_Short problem_.
Copy the items below, from the first one through the line containing "pixel 369 569", and replace "keypoint" with "marker" wherever it appears. Leave everything else unchanged.

_Given entries_.

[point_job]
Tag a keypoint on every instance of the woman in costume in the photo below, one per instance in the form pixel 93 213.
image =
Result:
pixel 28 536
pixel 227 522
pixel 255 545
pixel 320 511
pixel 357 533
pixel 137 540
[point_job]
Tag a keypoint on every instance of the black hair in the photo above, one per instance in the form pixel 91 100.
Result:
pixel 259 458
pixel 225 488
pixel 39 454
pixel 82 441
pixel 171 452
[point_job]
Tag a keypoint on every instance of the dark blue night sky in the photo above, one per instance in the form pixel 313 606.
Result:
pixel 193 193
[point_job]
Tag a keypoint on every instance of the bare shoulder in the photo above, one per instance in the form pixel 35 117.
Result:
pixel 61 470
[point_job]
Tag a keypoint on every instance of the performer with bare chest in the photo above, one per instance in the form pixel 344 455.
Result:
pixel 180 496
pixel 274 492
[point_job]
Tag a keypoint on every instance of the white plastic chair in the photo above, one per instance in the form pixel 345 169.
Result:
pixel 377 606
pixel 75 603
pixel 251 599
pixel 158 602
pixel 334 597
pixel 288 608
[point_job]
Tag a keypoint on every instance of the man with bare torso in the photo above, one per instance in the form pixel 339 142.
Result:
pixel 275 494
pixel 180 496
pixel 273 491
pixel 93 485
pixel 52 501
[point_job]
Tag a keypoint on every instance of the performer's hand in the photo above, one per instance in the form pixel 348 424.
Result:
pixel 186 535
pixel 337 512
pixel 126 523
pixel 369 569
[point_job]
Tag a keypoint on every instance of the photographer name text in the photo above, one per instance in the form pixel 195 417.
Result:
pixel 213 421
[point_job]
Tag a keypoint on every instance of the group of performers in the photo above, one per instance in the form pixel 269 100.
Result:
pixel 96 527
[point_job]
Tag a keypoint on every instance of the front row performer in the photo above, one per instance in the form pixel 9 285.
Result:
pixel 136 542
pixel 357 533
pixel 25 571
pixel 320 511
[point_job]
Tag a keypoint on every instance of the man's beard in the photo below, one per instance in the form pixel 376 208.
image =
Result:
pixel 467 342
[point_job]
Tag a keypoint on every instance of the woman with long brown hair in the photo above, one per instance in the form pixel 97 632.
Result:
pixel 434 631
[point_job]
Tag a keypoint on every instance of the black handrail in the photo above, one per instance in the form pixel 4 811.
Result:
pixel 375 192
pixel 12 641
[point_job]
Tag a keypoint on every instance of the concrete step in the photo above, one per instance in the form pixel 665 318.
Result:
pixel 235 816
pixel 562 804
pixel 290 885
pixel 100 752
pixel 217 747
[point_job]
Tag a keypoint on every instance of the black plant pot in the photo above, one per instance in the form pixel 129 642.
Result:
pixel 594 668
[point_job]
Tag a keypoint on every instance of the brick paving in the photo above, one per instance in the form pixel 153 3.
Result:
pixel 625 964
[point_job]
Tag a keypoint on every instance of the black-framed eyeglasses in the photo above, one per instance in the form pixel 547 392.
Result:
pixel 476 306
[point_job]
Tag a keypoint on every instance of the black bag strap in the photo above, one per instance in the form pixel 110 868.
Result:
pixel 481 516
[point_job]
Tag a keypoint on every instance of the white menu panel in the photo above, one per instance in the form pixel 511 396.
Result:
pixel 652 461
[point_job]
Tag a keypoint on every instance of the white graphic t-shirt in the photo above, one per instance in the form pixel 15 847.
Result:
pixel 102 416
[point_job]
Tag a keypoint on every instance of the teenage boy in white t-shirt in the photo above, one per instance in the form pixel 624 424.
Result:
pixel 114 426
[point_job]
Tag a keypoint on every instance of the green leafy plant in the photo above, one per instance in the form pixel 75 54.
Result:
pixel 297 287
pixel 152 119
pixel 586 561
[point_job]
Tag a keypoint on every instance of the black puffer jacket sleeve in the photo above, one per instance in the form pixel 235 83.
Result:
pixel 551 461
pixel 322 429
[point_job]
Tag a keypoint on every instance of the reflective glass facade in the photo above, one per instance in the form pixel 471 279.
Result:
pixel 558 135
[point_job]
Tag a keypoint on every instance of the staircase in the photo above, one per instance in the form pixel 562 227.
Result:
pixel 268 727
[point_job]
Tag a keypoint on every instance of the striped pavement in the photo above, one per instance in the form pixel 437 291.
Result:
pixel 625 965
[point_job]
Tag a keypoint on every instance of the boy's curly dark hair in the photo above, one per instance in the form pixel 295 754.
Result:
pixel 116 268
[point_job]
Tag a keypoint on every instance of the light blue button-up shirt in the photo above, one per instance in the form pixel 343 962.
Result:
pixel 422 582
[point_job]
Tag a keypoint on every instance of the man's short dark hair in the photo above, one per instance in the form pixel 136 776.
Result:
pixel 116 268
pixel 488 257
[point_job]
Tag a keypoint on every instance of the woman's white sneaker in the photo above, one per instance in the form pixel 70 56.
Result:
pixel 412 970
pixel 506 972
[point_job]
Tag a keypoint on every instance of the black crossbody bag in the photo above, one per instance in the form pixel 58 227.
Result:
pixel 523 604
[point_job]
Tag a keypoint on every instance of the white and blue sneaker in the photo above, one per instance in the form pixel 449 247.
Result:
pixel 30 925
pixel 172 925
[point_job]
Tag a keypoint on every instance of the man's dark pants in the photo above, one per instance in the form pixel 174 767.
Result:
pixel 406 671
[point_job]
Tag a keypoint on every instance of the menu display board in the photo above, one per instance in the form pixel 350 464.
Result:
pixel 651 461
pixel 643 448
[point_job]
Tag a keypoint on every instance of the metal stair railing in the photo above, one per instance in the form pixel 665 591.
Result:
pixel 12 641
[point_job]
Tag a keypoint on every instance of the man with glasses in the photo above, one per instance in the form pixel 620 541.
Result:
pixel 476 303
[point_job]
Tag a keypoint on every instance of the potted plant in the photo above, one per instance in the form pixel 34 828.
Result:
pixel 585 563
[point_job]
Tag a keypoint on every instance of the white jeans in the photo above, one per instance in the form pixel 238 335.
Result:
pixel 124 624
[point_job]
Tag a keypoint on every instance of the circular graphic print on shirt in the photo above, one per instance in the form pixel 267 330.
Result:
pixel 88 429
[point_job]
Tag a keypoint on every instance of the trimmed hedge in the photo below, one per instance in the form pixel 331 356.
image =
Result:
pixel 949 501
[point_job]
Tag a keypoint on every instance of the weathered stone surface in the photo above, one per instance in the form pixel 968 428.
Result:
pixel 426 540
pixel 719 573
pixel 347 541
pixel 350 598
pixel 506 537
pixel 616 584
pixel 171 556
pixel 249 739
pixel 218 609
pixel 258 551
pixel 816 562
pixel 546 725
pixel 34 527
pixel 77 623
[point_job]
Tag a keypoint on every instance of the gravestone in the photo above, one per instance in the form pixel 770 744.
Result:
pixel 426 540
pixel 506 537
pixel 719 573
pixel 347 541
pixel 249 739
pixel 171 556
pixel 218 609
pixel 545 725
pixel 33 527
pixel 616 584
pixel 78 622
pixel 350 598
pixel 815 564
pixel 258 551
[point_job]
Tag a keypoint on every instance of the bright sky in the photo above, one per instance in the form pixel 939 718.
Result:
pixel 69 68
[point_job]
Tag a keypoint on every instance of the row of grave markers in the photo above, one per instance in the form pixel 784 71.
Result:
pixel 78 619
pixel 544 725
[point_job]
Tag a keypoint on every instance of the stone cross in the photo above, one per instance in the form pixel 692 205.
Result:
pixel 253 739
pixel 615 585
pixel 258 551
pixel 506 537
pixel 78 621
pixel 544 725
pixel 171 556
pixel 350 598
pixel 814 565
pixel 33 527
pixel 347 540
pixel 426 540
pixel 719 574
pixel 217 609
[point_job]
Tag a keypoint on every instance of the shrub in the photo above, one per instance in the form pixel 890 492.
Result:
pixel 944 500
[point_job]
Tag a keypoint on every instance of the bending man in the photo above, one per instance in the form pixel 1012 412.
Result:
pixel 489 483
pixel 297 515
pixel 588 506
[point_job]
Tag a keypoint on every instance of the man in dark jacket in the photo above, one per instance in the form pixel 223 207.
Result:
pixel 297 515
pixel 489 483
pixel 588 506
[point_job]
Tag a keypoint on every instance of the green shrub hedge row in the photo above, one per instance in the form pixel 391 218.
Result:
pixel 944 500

_Reply to the exercise_.
[point_job]
Tag a marker on every instance of the woman in costume in the photo below, one per instance in the form pixel 93 213.
image =
Result:
pixel 28 536
pixel 227 522
pixel 255 545
pixel 320 511
pixel 357 533
pixel 137 540
[point_job]
Tag a marker on every instance of the black hair in the photo above, one per instance in the form pixel 91 100.
Result:
pixel 259 458
pixel 225 488
pixel 39 454
pixel 82 441
pixel 171 452
[point_job]
Tag a marker on every instance of the dark blue night sky in the photo above, one per instance in the form pixel 313 606.
Result:
pixel 193 193
[point_job]
Tag a marker on every instance of the bare shoulder in the photo above, one per instance in the form pixel 35 117.
Result:
pixel 61 470
[point_job]
Tag a marker on every instance of the performer with bare chest in the photo above, one per instance in the form pixel 344 455.
Result:
pixel 180 496
pixel 274 492
[point_job]
Tag a marker on every instance of the white plastic chair in the photo above, one per instance in the form pixel 345 169.
Result:
pixel 377 606
pixel 75 603
pixel 251 599
pixel 158 602
pixel 334 597
pixel 288 608
[point_job]
Tag a marker on every instance of the man with bare torso in the photo above, one per instance in the form pixel 339 142.
Result:
pixel 275 494
pixel 180 496
pixel 273 491
pixel 93 485
pixel 52 501
[point_job]
Tag a marker on every instance of the performer's hand in the photo above, one per instance in the form pixel 348 424.
Result:
pixel 186 535
pixel 337 512
pixel 126 523
pixel 369 569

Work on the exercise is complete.